**PROVIDED INFORMATION**:
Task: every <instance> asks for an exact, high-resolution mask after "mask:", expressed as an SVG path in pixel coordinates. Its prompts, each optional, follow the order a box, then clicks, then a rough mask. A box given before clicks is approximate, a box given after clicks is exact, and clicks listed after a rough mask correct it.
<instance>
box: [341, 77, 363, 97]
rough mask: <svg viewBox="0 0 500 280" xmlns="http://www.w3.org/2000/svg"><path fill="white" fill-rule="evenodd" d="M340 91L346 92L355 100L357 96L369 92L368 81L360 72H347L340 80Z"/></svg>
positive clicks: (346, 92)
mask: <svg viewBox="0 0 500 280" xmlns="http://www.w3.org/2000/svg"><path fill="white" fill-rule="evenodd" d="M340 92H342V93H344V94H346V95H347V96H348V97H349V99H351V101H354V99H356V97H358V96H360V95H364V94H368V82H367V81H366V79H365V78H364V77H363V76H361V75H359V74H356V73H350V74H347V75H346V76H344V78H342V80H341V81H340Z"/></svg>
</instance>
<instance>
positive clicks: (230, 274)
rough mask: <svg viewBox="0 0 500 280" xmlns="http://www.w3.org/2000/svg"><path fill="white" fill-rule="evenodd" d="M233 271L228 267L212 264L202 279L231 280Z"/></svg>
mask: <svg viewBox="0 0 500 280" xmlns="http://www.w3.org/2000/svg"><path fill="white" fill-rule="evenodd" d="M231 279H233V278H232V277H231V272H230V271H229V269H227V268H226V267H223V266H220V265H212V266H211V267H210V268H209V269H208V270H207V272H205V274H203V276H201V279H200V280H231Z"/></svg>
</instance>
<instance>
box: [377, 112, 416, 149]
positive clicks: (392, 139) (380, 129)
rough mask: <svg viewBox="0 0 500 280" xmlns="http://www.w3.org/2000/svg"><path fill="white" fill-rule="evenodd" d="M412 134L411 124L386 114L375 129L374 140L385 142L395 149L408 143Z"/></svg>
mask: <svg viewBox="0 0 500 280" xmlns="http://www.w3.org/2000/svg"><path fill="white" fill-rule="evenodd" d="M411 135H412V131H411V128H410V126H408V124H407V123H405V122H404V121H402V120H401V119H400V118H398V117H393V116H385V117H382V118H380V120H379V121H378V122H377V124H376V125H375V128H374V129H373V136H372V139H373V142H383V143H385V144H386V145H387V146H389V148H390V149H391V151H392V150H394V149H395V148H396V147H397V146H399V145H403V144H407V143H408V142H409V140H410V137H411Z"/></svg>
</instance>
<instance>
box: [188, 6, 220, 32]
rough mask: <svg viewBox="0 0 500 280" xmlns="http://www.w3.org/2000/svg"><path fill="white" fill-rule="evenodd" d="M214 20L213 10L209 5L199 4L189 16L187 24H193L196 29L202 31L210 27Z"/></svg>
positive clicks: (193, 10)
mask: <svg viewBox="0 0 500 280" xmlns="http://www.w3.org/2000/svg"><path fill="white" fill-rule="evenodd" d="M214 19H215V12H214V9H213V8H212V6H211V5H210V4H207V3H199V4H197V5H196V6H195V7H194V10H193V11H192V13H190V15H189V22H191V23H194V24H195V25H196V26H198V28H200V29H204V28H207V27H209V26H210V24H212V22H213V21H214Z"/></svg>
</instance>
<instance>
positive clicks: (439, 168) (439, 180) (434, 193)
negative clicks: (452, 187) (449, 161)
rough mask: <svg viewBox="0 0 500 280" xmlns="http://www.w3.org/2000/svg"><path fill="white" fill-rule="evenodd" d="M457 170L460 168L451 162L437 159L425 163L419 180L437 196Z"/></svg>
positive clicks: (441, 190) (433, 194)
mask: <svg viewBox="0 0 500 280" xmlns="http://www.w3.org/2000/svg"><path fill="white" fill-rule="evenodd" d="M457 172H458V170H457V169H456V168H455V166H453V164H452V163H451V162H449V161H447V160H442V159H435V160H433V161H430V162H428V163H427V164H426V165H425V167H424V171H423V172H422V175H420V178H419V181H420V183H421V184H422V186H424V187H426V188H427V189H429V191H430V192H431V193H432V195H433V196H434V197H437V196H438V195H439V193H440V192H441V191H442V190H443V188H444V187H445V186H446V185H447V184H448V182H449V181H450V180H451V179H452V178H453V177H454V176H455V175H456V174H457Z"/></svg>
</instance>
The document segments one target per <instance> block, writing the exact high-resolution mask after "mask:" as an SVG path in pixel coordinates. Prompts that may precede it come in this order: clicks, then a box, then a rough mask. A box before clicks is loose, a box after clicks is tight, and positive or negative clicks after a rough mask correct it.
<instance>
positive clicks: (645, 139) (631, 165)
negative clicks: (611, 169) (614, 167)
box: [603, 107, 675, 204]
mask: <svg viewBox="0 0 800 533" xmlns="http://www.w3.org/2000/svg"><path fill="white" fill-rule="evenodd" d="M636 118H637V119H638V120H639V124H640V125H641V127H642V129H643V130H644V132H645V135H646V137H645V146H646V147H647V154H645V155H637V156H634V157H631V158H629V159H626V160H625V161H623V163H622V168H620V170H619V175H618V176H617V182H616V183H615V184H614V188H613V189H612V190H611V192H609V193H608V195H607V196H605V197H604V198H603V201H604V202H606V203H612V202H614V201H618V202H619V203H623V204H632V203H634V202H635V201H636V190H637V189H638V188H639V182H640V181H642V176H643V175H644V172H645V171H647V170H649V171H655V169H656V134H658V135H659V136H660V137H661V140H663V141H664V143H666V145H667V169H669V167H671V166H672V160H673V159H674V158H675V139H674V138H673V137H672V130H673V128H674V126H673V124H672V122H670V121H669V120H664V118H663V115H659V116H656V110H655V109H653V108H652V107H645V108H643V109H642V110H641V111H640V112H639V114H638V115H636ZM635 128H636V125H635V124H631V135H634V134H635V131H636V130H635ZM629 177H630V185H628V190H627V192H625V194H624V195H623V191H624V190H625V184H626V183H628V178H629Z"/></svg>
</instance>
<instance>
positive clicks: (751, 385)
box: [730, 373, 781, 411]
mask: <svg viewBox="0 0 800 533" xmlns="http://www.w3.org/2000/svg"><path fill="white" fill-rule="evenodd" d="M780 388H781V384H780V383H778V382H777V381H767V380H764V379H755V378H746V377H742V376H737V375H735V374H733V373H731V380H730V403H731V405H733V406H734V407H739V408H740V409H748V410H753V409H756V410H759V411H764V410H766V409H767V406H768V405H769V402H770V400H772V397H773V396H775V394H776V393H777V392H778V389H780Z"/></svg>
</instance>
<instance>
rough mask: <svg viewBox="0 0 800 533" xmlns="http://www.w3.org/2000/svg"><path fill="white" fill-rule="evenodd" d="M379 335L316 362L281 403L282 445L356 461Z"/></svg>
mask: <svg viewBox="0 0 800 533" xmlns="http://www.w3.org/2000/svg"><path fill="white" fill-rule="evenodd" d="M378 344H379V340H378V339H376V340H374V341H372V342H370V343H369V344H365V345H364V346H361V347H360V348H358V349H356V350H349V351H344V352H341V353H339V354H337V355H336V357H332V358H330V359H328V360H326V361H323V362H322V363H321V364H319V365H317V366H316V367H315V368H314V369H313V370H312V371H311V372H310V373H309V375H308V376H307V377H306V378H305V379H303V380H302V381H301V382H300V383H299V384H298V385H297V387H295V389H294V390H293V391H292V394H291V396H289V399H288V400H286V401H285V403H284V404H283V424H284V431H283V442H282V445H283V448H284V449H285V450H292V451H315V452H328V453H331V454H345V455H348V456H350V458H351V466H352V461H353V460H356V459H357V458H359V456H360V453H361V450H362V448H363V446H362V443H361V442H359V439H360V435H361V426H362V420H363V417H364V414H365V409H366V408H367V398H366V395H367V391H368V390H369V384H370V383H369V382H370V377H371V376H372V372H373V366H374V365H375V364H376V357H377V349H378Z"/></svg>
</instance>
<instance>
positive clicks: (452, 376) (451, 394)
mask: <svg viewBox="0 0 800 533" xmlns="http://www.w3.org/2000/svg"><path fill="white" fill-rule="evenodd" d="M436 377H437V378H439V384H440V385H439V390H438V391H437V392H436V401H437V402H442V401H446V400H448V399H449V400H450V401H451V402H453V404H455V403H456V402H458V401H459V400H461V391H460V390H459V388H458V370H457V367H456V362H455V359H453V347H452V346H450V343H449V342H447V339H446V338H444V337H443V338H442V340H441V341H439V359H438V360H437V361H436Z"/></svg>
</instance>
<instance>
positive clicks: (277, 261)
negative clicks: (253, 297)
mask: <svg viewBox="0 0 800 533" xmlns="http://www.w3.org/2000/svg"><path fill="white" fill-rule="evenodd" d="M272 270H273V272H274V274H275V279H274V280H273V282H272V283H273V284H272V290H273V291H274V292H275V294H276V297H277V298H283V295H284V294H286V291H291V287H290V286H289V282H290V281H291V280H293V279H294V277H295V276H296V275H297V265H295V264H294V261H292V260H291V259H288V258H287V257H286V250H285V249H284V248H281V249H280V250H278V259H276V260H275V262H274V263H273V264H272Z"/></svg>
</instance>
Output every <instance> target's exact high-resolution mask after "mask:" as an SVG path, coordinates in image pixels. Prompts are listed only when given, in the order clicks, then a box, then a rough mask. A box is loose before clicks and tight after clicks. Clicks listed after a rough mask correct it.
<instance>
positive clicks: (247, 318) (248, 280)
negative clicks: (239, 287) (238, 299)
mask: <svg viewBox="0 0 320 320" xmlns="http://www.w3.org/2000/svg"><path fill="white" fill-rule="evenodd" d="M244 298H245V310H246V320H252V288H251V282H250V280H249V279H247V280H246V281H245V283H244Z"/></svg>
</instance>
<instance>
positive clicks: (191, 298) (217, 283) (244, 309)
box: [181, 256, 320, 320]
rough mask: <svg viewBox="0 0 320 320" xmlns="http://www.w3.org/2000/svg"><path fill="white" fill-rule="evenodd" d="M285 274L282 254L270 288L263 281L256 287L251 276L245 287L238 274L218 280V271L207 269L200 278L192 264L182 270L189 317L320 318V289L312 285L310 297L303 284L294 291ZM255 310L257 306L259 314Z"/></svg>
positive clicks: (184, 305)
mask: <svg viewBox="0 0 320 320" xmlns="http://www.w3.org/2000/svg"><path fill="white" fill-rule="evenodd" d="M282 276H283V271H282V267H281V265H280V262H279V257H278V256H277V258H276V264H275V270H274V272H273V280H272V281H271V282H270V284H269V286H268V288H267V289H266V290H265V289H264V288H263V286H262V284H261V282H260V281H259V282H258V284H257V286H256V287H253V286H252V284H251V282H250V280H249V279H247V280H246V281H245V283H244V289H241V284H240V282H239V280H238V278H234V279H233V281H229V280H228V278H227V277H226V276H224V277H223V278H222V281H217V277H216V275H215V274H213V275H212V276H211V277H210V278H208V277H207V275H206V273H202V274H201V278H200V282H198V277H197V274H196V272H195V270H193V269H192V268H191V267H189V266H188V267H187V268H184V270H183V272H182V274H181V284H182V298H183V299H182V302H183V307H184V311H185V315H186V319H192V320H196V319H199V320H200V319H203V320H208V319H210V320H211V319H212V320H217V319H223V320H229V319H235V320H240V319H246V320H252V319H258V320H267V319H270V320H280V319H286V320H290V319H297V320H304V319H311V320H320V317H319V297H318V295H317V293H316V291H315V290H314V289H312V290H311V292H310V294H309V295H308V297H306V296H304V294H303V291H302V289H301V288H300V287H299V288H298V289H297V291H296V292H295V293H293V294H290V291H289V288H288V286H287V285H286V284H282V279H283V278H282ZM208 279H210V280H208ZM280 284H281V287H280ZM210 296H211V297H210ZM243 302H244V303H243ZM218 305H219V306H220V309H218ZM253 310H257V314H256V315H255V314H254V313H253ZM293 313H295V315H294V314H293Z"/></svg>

**TASK BRIEF**: Reproduce the lines from the start of the entries through the line containing "positive clicks: (346, 92)", substituting "coarse mask" for "rough mask" and leaving everything else unchanged.

**YOUR RESPONSE**:
Task: every <instance> asks for an exact, high-resolution mask after "mask:", expressed as an SVG path in pixel coordinates. Its prompts, each optional, follow the order a box, then clicks, then a coarse mask. A box given before clicks is approximate, a box given after clicks is exact, and clicks listed after a coarse mask correct it.
<instance>
box: [341, 77, 363, 97]
coarse mask: <svg viewBox="0 0 500 280" xmlns="http://www.w3.org/2000/svg"><path fill="white" fill-rule="evenodd" d="M340 91L346 92L355 100L357 96L369 92L368 81L360 72H347L340 80Z"/></svg>
positive clicks: (346, 92)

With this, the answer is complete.